===== SUPPLIED RECORDS =====

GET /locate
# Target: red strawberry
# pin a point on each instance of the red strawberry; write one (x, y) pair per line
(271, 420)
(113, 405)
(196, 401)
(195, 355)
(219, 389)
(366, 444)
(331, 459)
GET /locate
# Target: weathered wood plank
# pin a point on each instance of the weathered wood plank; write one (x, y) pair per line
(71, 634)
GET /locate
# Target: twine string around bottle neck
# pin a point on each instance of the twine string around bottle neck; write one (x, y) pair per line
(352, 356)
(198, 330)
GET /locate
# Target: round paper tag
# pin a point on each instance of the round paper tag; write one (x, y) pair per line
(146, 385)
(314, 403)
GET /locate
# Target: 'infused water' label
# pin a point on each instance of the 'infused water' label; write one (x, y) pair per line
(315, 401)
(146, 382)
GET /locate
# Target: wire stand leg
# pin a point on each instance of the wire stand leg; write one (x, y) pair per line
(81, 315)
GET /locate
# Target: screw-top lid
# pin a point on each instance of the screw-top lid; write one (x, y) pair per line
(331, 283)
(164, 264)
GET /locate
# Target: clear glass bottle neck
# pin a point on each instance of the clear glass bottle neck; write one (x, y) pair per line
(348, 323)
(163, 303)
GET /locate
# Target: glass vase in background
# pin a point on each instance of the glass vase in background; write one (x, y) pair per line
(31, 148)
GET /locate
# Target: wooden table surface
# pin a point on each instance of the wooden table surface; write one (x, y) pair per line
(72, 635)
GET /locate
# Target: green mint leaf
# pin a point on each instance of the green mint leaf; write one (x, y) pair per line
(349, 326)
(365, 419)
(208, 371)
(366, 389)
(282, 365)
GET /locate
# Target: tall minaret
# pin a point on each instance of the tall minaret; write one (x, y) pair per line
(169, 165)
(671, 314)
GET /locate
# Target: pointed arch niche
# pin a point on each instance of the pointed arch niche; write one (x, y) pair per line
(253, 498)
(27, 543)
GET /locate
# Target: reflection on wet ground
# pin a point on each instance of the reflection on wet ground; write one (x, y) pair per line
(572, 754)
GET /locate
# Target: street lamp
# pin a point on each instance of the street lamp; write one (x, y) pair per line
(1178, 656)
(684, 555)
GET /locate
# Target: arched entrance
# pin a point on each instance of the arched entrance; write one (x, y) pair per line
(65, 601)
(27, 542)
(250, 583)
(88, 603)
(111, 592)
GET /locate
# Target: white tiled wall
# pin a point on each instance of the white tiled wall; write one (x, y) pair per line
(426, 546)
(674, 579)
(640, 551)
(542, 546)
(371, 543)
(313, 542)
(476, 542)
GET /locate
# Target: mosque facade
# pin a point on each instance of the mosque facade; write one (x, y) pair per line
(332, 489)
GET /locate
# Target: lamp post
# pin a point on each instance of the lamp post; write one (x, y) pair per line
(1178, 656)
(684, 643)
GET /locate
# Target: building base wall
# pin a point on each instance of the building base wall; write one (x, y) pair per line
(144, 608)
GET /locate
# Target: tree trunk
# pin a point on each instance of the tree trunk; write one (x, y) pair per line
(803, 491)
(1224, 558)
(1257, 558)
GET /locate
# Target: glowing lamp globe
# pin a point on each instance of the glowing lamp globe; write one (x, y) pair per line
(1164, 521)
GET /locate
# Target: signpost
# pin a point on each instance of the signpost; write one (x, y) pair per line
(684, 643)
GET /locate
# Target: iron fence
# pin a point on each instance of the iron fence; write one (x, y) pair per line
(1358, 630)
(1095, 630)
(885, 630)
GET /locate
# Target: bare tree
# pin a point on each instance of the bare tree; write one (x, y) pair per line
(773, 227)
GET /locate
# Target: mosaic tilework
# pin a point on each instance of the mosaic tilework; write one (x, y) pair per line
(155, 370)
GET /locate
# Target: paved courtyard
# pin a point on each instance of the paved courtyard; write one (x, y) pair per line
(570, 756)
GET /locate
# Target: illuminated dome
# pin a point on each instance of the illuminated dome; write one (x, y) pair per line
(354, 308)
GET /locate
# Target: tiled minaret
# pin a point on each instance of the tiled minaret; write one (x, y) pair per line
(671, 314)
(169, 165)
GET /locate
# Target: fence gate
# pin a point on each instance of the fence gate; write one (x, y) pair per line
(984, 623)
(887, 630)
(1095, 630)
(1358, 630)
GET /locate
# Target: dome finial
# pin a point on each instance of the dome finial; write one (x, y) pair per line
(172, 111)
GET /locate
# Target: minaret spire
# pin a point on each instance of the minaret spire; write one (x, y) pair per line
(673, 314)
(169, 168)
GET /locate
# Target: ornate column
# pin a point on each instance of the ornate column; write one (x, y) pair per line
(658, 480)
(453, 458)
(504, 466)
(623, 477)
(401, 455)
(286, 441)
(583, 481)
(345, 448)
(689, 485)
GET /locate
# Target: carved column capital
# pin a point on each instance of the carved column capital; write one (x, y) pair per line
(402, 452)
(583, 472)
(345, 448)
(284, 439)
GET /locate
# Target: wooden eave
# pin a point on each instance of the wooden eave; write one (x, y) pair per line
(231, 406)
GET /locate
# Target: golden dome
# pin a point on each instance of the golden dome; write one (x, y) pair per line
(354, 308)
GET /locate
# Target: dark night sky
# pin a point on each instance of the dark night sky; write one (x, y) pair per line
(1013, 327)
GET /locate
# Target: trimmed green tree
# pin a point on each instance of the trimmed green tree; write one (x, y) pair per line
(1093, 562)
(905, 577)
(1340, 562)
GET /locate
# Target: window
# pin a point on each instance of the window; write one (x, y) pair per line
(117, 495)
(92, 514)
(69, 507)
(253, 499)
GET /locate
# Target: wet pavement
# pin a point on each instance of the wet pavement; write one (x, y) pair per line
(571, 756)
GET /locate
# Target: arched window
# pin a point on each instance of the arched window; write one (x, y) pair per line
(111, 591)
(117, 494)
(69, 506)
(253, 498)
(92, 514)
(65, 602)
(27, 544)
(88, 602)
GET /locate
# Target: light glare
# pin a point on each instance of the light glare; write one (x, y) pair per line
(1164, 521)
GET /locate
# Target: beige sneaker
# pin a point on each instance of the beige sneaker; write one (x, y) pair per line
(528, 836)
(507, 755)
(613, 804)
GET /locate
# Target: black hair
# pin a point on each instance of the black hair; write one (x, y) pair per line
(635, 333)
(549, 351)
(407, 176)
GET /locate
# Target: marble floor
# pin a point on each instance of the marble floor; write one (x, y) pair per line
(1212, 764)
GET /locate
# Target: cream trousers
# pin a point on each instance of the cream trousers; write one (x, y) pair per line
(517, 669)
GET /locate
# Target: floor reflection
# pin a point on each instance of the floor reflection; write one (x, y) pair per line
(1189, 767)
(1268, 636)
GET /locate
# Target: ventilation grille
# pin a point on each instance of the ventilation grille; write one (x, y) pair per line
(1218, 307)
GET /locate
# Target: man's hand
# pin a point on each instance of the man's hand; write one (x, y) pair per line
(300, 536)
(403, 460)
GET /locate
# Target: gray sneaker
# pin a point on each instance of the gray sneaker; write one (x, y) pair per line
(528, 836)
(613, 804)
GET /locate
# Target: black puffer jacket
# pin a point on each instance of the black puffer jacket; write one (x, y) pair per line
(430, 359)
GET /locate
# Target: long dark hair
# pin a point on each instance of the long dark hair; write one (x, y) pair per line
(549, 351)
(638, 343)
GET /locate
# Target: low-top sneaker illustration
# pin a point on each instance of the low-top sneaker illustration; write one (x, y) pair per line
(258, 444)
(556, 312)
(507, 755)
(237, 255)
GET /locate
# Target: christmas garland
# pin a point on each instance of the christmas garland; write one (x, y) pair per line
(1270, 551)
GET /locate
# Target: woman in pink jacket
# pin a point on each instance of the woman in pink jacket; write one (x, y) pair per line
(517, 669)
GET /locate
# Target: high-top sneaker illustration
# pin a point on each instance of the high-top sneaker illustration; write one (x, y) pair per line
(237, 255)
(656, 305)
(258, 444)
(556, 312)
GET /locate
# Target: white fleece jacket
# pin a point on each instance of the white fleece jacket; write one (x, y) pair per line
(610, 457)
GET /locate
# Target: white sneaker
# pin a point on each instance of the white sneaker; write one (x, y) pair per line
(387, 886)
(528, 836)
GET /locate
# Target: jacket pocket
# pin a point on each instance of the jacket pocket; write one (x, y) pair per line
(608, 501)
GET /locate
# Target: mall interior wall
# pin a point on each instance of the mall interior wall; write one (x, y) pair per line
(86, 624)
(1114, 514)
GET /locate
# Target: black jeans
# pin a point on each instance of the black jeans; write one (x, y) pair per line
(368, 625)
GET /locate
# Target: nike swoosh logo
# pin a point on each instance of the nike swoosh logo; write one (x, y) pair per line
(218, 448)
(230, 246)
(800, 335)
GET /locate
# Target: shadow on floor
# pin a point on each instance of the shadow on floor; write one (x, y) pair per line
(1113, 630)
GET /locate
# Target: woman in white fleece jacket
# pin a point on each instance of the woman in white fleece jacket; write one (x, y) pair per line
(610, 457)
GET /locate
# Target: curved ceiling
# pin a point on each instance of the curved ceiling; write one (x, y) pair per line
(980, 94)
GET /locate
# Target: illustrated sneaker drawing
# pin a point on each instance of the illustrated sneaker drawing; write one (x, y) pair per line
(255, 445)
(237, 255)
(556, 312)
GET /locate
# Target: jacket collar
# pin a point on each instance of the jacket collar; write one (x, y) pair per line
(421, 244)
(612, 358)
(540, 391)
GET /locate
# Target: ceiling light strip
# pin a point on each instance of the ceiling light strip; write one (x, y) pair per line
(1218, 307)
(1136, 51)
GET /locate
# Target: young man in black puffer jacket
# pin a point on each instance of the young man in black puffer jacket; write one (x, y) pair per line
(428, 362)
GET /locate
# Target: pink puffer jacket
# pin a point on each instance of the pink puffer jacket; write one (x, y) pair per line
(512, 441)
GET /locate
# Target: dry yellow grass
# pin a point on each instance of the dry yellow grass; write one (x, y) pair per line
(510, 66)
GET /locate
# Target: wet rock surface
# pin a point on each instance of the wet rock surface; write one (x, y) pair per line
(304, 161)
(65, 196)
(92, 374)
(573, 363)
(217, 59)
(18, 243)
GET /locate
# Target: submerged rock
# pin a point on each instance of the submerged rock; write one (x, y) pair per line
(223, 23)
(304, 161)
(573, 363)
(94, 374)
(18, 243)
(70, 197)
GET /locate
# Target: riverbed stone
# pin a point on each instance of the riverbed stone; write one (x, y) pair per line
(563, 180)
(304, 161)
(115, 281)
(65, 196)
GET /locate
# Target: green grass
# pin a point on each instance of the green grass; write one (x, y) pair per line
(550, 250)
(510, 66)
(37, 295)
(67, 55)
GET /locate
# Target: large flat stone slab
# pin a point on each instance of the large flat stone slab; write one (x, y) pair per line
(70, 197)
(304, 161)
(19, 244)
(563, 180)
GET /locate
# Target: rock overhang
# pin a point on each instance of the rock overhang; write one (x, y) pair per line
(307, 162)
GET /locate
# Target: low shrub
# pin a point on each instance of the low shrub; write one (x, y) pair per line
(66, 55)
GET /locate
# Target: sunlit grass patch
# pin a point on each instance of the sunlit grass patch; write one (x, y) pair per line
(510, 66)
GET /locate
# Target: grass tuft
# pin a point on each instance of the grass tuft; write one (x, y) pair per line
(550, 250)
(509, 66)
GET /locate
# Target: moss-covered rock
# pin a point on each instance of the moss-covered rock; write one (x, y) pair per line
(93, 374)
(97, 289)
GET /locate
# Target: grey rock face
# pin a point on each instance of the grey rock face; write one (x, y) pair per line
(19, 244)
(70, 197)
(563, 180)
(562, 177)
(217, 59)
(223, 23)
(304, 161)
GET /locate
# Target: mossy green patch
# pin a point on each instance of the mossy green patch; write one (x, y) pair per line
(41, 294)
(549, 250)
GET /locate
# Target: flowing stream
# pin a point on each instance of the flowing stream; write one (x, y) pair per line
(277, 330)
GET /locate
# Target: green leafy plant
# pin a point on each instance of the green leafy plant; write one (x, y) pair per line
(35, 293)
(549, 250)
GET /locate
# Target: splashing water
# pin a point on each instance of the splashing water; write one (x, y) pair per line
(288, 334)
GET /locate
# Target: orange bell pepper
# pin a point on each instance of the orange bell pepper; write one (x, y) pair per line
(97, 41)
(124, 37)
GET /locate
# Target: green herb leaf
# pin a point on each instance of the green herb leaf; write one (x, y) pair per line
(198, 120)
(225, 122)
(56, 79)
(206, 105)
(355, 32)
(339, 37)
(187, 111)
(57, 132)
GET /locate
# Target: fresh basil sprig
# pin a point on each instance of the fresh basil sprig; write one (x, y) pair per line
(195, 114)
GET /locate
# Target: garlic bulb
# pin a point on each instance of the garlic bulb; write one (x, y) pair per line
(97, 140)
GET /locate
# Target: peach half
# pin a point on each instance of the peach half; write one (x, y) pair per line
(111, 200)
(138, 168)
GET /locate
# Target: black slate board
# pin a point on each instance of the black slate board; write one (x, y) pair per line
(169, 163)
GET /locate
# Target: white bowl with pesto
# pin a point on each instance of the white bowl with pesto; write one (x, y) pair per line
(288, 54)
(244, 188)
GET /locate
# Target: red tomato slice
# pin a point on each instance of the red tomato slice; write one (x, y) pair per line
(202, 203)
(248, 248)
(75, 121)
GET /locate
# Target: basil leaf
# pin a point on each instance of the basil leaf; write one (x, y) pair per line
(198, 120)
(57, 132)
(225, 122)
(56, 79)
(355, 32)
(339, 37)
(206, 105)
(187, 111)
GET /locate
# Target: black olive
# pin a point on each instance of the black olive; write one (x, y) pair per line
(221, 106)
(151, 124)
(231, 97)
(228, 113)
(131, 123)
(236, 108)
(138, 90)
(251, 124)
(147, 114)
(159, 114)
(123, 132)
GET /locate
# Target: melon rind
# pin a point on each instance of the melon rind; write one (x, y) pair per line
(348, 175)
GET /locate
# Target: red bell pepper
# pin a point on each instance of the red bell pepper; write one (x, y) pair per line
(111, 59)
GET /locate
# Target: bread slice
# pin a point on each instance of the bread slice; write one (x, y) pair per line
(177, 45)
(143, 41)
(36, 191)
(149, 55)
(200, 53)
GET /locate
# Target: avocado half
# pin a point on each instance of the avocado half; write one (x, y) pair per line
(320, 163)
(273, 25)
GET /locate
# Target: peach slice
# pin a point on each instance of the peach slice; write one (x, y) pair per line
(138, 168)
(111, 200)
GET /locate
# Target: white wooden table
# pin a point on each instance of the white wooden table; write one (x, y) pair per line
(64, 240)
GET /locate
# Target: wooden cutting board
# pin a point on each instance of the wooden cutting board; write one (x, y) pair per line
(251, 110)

=====

> **STATED PROBLEM**
Count the lines in the items above that contain the string "large". Give only the number.

> **WRITTEN RESPONSE**
2